→ **EXERCISE PROMPT**: Copy the listing exactly; drop the pictures.

□ □ □ □

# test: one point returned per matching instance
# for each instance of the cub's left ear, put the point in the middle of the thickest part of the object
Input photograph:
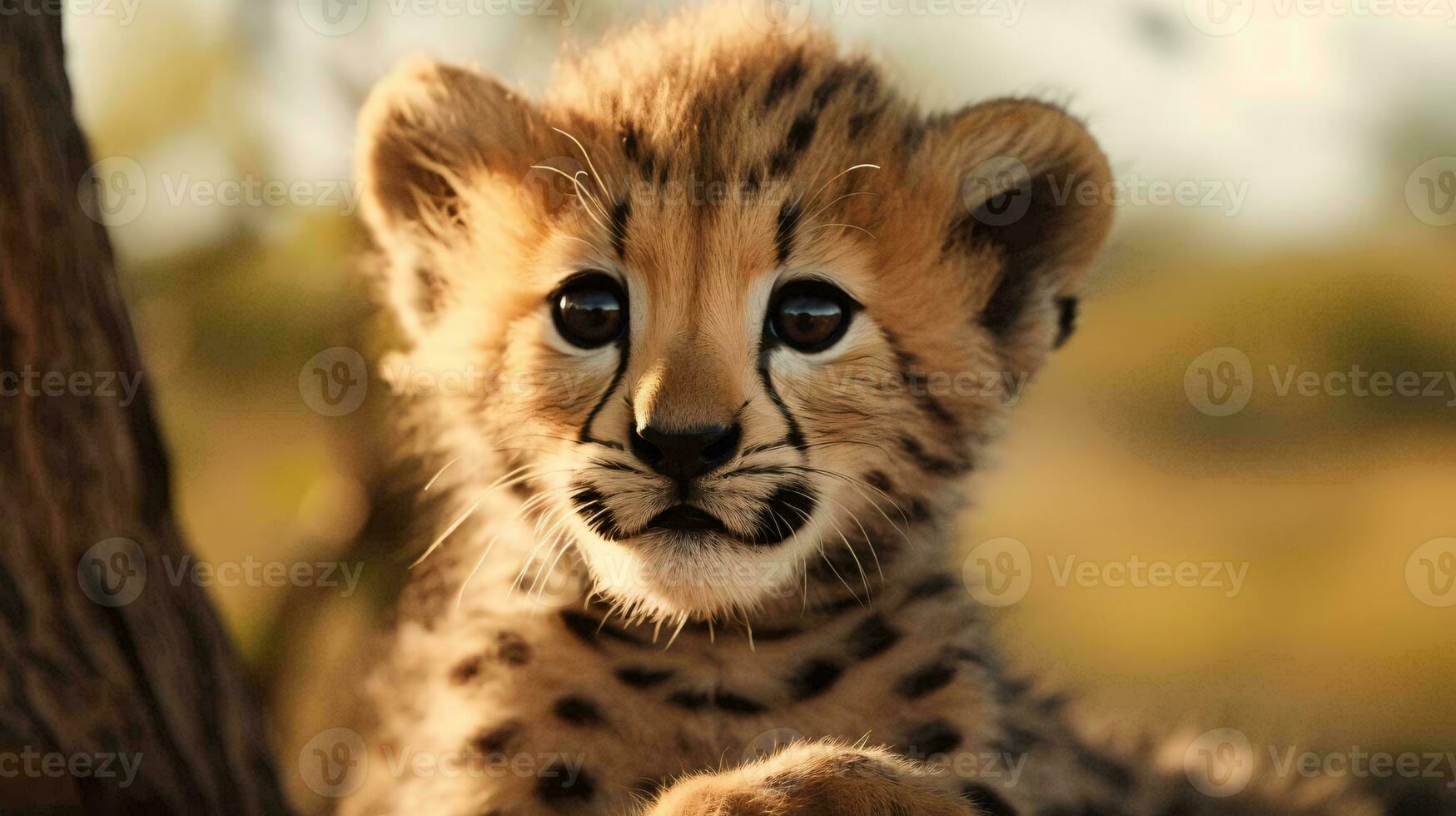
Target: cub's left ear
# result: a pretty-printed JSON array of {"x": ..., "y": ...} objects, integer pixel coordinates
[{"x": 1030, "y": 215}]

□ □ □ □

→ **WRITTEN ANSWER**:
# test: one point returned per matching instance
# for each instance of the cub's left ear, put the point in the middle of the thickest part of the object
Input photograph:
Target: cub's left ear
# result: a pretty-printed JSON array of {"x": ..., "y": ...} objects, integer pixel coordinates
[{"x": 1030, "y": 215}]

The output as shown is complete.